- [EXCERPTED DATA]

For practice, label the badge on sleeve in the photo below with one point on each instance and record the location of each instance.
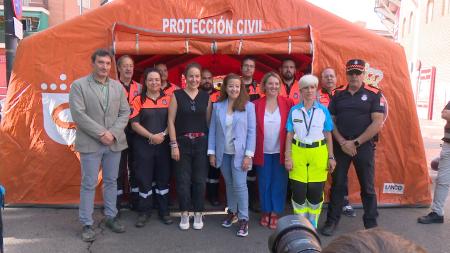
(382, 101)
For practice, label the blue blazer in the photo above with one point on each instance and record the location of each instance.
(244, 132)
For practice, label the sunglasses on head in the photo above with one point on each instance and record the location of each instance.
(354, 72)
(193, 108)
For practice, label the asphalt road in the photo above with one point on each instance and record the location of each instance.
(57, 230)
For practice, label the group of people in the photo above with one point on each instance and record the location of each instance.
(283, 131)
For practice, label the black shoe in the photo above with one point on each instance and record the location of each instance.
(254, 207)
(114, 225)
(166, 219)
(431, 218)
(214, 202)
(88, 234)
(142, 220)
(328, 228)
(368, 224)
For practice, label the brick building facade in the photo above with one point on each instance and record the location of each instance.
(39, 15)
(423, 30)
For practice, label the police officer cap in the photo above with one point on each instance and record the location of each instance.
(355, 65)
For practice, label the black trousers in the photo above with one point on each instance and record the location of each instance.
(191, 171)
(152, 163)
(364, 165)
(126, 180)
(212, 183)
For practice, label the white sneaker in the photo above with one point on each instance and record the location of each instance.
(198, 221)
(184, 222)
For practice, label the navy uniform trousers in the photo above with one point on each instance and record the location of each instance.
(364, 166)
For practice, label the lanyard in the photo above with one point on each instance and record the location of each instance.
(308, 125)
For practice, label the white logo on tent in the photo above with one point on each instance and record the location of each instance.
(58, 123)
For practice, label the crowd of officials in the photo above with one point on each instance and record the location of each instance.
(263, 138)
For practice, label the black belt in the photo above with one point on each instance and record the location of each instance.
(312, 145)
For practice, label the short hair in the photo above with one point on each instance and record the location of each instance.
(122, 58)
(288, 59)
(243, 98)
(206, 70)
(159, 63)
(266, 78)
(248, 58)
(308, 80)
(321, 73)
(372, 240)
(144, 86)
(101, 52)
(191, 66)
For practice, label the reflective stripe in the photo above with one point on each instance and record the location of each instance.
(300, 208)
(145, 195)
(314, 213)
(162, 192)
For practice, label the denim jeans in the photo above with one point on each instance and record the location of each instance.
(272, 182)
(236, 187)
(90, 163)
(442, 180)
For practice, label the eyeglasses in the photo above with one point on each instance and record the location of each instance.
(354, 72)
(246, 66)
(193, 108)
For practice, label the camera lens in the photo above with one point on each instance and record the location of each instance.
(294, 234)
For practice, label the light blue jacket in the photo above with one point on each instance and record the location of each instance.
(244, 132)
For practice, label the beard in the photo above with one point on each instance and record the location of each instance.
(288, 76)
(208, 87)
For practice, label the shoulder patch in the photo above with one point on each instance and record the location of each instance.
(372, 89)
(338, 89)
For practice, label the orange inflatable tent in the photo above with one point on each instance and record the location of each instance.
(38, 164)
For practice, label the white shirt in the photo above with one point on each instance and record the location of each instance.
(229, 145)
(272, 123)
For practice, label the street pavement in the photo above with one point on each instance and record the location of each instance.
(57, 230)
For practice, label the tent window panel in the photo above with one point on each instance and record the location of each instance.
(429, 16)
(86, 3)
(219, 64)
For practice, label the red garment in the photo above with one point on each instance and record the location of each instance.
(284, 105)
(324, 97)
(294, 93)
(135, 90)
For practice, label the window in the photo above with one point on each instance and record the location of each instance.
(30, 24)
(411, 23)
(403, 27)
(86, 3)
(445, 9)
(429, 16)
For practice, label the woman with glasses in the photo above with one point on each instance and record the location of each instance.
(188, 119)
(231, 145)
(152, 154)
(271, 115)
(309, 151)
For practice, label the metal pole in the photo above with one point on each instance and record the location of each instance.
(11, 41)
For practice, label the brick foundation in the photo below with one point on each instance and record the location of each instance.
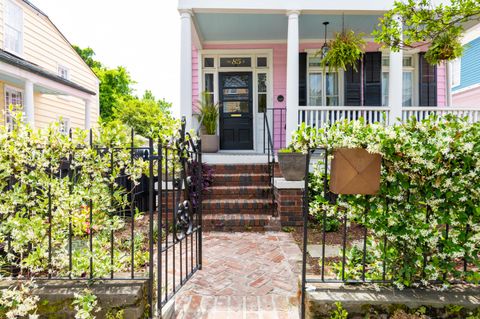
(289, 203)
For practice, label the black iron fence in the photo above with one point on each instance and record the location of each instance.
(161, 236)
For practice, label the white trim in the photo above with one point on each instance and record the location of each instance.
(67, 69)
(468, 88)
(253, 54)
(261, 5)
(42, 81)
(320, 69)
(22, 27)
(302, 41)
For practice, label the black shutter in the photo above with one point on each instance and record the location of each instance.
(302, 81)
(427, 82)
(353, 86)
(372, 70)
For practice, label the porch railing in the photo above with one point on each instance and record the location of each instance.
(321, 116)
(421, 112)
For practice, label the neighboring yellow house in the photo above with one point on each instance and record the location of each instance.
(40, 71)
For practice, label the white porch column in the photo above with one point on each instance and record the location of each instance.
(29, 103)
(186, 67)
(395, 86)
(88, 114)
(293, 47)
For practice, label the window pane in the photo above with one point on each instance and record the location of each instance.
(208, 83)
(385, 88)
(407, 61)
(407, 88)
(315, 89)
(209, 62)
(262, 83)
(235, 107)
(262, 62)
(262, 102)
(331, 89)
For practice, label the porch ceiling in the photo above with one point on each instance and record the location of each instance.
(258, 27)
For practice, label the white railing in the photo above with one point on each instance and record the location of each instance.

- [PROMPT]
Copy every one of the lines above word for word, leaving out the pictures.

- [SOLUTION TO THE EXERCISE]
For practice, label the badge on sleeve in the photo below with one point on each instance and record the location of each instance.
(382, 101)
For practice, label the blue blazer in the photo above with one point on each instance and record the location of each instance.
(244, 132)
For practice, label the sunglasses on head in the photo above with one point on each instance and record the location of each instance.
(354, 72)
(193, 108)
For practice, label the asphalt road in the photo above with one point on each instance and record the location of each instance.
(57, 230)
For practice, label the group of people in the photo above with one point on each instance and record the location of each instance.
(283, 131)
For practice, label the black shoe in the photo above with one point on each instance and record the location of each instance.
(254, 207)
(114, 225)
(166, 219)
(431, 218)
(214, 202)
(88, 234)
(142, 220)
(328, 228)
(368, 224)
For practice, label the brick building facade in the photo above with one point on each instance and record the location of each instance.
(39, 15)
(423, 30)
For practice, label the police officer cap in the photo above with one point on each instance and record the location of each instance.
(355, 65)
For practice, label the black trousers in the photo above with one point on each instance and record the location of each instance.
(191, 171)
(152, 163)
(364, 165)
(126, 180)
(212, 183)
For practice, label the white sneaker in the photo above with one point on each instance and record the location of each instance.
(198, 221)
(184, 222)
For practice, label the navy uniform trousers in the photo above with one point on each instance and record the location of each instance.
(364, 166)
For practice, label the lanyard in the photo above with one point on each instance and record the location of each instance.
(308, 125)
For practice, label the white logo on tent in the photo above with one point on each instance and record the location of each instance.
(58, 123)
For practice, label the crowd of officials in the photo above with one point on each instance and record the location of each instance.
(263, 138)
For practice, label the black belt in the photo above with one point on each instance and record the location of each instance.
(312, 145)
For practice, label the short hair in the photo above with one point on each instance and record the location of each instance.
(122, 58)
(288, 59)
(243, 98)
(206, 70)
(159, 63)
(266, 78)
(248, 58)
(308, 80)
(321, 73)
(372, 240)
(144, 86)
(101, 52)
(191, 66)
For practice, label the reflective stripe in the photo above with one point on each instance and record the location of each instance.
(300, 208)
(145, 195)
(314, 213)
(162, 192)
For practice, label the denim jeans in the photo above with one point on each instance and record the location of each instance.
(272, 182)
(236, 187)
(90, 163)
(442, 180)
For practice, label the eyeglasses in the photo above with one point on each instance and record the location of each instance.
(354, 72)
(246, 66)
(193, 108)
For practice, label the camera lens in the photo above with one point on each instance and record the location of each instance.
(294, 234)
For practice, label the light blue jacket in the photo above with one point on each instance and record the location of each instance.
(244, 132)
For practice, label the beard in the photo above with one point on each instance and record the location of each instance.
(288, 76)
(208, 87)
For practice, label the shoulder patch in the photo above with one point on each instance and record the location of each instance.
(372, 89)
(338, 89)
For practice, label the orange inflatable tent in the photo above with one point on each instance and record the location of each instance.
(38, 164)
For practice, label the white shirt in the photo above with one point on each instance and record the location of each instance.
(229, 145)
(272, 123)
For practice, label the street pavement in the photo above with one point on each instance and record the location of each instance.
(57, 230)
For practice, label the tent window panel in the photo above with one point on each instance and record the location of each instance.
(429, 16)
(86, 3)
(219, 64)
For practice, label the red garment in the photo above with one point on each instance and record the location of each instance.
(284, 105)
(324, 97)
(294, 93)
(135, 90)
For practice, label the window in the photo above with one point on each instance and record the location of each instance.
(30, 24)
(411, 23)
(403, 27)
(86, 3)
(445, 9)
(429, 16)
For practice, label the woman with glasses in the photo above with one point on each instance and record the location of each instance.
(188, 119)
(231, 145)
(152, 154)
(271, 115)
(309, 151)
For practice, label the metal pole in the photo above with one point on each instance and record the location of each instance.
(11, 41)
For practice, label the brick foundation in the photo below with one point on each instance and record the location of each instance.
(289, 203)
For practice, label the black iron fence in the photo above with one point on each instance and record the location of each instance.
(161, 236)
For practice, label the white trim in the photo above with one point on each instance and record the location of each instance.
(67, 69)
(468, 88)
(253, 54)
(261, 5)
(42, 81)
(320, 69)
(22, 27)
(302, 41)
For practice, label the black shutter in the photo above with one point on each instance and record the location of each instance.
(302, 81)
(427, 82)
(353, 86)
(372, 70)
For practice, label the porch railing in the photo above with one point on each instance and record the location of each instance.
(321, 116)
(421, 112)
For practice, label the neighboring yellow house in the photo above with one point on each instance and record the location of each instance.
(40, 71)
For practice, label the white porch column in the photo above with one point on each instance and record the location of each instance.
(29, 103)
(186, 67)
(395, 86)
(88, 114)
(293, 47)
For practice, label the window pane in the photo above with one point on each instance and record the location of each instance.
(208, 83)
(385, 88)
(407, 61)
(407, 88)
(315, 89)
(209, 62)
(262, 83)
(235, 107)
(262, 62)
(262, 102)
(331, 89)
For practice, label the porch ceiling in the photo above with one point on each instance and record the location of each instance.
(258, 27)
For practice, label the white railing in the photo above with one point on each instance and record the location of each instance.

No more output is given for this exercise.